** Start of TEXT TO READ **

# --------------------------------------------------------
# mcan-vqa (Deep Modular Co-Attention Networks)
# Licensed under The MIT License [see LICENSE for details]
# Written by Yuhao Cui https://github.com/cuiyuhao1996
# --------------------------------------------------------

from cfgs.path_cfgs import PATH
# from path_cfgs import PATH

import os, torch, random
import numpy as np
from types import MethodType


class Cfgs(PATH):
    def __init__(self):
        super(Cfgs, self).__init__()

        # Set Devices
        # If use multi-gpu training, set e.g.'0, 1, 2' instead
        self.GPU = '0'

        # Set RNG For CPU And GPUs
        self.SEED = random.randint(0, 99999999)

        # -------------------------
        # ---- Version Control ----
        # -------------------------

        # Define a specific name to start new training
        # self.VERSION = 'Anonymous_' + str(self.SEED)

** End of TEXT TO READ **
** Start of DATA EXTRACT **

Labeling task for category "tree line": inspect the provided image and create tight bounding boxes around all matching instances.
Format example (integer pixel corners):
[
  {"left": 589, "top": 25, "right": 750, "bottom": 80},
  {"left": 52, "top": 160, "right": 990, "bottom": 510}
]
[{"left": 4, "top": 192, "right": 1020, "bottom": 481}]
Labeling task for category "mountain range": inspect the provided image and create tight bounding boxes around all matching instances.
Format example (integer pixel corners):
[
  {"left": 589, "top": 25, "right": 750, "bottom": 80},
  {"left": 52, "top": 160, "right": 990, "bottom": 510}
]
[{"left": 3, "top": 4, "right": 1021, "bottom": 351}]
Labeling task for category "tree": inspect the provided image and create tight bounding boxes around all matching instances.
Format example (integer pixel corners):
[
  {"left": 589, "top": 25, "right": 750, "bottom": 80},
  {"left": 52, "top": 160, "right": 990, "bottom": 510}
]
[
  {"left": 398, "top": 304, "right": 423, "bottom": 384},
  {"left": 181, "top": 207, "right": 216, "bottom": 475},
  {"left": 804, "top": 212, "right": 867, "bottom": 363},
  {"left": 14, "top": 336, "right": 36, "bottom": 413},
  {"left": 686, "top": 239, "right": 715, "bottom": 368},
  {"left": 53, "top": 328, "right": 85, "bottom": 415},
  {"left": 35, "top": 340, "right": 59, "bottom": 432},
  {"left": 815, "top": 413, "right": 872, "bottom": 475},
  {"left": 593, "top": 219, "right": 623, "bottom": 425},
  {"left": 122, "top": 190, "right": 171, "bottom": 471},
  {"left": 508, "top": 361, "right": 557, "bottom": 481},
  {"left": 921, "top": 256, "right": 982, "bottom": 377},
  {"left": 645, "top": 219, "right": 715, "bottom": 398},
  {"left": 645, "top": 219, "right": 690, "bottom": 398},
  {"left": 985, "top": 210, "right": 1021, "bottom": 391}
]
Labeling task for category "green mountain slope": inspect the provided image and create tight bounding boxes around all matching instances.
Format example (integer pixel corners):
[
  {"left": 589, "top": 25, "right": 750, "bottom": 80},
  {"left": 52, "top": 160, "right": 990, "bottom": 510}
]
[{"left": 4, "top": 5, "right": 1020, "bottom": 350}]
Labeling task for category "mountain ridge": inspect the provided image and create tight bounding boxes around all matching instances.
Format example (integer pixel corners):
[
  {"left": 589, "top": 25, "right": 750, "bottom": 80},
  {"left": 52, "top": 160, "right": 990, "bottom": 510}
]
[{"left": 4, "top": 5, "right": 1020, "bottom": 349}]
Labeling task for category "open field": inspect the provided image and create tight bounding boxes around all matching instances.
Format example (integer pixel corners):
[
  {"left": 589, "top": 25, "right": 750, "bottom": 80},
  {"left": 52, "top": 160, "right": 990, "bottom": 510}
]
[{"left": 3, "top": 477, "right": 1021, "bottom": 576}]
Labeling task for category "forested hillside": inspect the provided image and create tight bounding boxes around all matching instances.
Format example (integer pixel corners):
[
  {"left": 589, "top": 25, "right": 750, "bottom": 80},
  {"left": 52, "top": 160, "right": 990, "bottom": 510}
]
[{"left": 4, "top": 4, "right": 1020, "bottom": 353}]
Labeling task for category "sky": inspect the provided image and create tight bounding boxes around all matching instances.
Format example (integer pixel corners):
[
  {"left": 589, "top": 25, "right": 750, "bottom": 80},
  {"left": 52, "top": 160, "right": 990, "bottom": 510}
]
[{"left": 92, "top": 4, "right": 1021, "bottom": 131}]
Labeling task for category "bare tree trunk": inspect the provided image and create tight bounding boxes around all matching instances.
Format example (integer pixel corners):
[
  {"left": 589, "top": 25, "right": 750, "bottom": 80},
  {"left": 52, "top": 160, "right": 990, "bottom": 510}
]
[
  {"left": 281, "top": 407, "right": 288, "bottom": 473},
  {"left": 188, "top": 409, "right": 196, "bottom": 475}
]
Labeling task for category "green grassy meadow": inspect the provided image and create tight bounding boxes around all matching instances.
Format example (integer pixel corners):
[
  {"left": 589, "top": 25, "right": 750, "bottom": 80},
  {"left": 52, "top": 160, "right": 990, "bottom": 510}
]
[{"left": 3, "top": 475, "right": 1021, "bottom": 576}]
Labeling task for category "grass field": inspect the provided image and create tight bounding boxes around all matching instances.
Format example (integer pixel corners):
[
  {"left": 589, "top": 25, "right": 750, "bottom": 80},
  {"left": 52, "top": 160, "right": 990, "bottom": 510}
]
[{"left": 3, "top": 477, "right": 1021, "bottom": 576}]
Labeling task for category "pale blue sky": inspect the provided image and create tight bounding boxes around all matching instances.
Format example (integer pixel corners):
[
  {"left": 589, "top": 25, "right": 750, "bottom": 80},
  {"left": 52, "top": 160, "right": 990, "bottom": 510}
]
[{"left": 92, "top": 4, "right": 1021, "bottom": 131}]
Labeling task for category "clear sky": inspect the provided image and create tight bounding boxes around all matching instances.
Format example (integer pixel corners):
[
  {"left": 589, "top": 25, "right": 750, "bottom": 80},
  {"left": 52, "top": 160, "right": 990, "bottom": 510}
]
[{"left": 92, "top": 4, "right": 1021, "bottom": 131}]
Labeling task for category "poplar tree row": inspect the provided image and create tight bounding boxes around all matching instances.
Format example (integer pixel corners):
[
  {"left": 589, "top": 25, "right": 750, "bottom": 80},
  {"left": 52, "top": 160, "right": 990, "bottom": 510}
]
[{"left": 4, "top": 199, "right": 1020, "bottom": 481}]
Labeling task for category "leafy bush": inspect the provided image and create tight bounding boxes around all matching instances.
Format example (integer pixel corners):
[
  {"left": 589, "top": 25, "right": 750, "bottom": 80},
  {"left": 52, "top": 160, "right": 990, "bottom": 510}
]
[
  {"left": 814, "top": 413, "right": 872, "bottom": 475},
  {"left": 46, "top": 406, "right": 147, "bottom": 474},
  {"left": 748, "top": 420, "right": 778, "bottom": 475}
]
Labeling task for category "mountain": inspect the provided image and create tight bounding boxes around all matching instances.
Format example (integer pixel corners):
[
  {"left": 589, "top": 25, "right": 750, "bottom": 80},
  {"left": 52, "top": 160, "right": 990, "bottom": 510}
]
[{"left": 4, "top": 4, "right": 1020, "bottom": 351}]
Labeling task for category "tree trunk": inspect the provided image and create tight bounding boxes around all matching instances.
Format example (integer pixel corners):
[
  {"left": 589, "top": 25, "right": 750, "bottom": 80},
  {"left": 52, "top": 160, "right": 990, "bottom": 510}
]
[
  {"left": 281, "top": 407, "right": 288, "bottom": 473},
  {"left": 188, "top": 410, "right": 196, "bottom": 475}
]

** End of DATA EXTRACT **

EXERCISE TASKS:
• a. Print the configuration code from "# Set RNG For" up to and including "self.VERSION = 'Anonymous_' + str(self.SEED)".
• b. Return each line in the entries that contains the string "field".

TASK-BY-TASK SOLUTIONS:
• a.
# Set RNG For CPU And GPUs
        self.SEED = random.randint(0, 99999999)

        # -------------------------
        # ---- Version Control ----
        # -------------------------

        # Define a specific name to start new training
        # self.VERSION = 'Anonymous_' + str(self.SEED)

• b.
Labeling task for category "open field": inspect the provided image and create tight bounding boxes around all matching instances.
Labeling task for category "grass field": inspect the provided image and create tight bounding boxes around all matching instances.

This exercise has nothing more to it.